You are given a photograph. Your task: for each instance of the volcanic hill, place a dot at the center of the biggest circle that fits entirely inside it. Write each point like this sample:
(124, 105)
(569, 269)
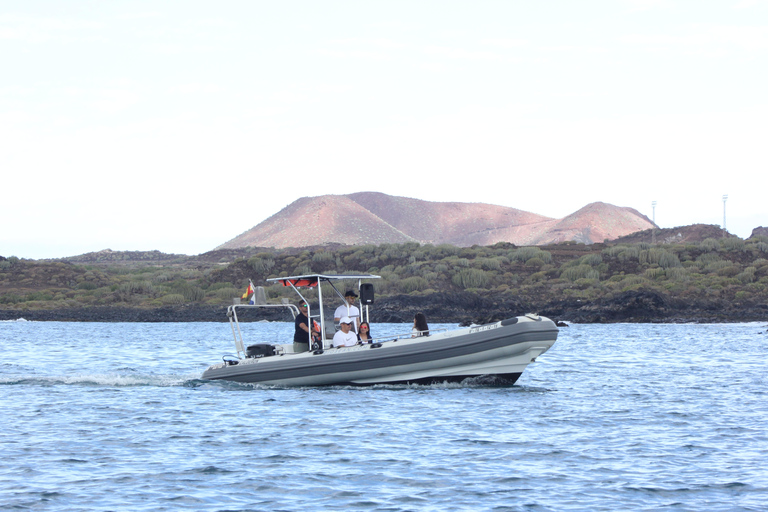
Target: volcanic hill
(374, 218)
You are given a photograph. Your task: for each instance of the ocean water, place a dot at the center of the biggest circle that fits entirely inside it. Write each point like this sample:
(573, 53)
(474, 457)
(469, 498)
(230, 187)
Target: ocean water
(114, 416)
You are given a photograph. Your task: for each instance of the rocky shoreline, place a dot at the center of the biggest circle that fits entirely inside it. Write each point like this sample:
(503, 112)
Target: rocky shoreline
(460, 308)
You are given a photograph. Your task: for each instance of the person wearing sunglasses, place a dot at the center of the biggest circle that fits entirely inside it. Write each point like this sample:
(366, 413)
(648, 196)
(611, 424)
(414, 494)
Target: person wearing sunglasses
(301, 333)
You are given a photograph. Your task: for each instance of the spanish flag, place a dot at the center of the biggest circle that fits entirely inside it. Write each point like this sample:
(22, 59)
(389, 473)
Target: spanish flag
(249, 291)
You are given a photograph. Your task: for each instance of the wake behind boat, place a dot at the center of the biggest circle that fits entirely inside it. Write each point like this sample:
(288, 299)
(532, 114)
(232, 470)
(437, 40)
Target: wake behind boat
(500, 349)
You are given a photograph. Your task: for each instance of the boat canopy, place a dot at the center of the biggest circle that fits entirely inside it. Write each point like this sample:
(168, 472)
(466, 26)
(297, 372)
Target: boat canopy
(311, 280)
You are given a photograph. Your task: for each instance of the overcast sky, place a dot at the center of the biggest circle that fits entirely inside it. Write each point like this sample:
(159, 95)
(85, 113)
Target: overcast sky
(176, 126)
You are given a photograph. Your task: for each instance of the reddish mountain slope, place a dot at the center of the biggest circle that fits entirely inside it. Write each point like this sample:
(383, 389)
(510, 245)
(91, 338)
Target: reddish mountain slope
(318, 220)
(375, 218)
(462, 224)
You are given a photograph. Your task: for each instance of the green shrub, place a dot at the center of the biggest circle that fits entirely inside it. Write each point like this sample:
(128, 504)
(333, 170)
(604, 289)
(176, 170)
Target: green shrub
(470, 278)
(709, 245)
(413, 284)
(661, 257)
(580, 272)
(747, 276)
(734, 244)
(227, 293)
(678, 274)
(591, 259)
(654, 273)
(263, 264)
(172, 298)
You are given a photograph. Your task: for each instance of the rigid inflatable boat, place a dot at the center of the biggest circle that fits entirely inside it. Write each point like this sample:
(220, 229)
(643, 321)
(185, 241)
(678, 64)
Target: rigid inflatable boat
(500, 350)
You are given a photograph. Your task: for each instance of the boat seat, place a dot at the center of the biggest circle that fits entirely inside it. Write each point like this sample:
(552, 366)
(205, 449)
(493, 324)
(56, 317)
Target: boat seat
(330, 330)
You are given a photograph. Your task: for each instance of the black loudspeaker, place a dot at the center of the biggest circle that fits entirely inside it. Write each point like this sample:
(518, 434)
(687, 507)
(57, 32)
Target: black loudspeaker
(366, 294)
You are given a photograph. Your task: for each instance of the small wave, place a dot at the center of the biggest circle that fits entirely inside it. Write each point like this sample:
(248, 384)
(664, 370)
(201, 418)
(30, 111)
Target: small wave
(107, 380)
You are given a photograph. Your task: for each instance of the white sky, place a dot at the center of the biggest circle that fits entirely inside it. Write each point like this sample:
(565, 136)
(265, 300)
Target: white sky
(178, 125)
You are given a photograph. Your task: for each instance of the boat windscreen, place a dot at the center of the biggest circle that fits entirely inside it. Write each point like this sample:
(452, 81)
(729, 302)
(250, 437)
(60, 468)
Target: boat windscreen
(304, 281)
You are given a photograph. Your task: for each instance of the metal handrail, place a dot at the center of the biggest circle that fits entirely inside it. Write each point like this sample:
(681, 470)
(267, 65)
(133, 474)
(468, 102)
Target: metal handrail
(235, 323)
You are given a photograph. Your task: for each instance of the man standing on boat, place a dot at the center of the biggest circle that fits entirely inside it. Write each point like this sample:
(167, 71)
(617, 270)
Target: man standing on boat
(348, 309)
(301, 334)
(345, 337)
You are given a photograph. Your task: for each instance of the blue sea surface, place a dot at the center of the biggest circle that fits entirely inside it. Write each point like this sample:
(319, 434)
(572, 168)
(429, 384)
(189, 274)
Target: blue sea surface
(115, 417)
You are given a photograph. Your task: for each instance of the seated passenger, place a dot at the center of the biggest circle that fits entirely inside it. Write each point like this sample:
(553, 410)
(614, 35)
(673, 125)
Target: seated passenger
(348, 309)
(301, 332)
(345, 337)
(364, 336)
(420, 327)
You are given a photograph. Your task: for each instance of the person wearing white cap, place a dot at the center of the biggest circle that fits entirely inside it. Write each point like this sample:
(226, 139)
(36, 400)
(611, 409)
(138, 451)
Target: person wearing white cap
(345, 337)
(348, 309)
########
» **Your instructions**
Each line above, from the one that contains "of the blue" to the last line of the records, should be repeated exactly. Leave out all others.

» **Answer to this task**
You are given a photograph. Your task: for each instance of the blue sea surface, place a dot at the center of the biggest circle that fits entirely inside it. Write each point like this sample:
(319, 434)
(572, 168)
(429, 384)
(189, 274)
Target: blue sea surface
(115, 417)
You are given a photograph. Your task: for each instance of the seated passenger, place a dot at the center of the biggest circle that fits entirely inside it. Write each point like this sample:
(553, 410)
(614, 35)
(673, 125)
Target: seated passenger
(348, 309)
(301, 332)
(345, 337)
(364, 336)
(420, 327)
You are given a photograph. Your task: for each instance of the person wearing white cap, place a dot at the center of the biggest circle that fits entirely inside it. Write each point like this sample:
(226, 139)
(36, 400)
(611, 409)
(138, 451)
Target: person wearing white cap
(345, 337)
(348, 309)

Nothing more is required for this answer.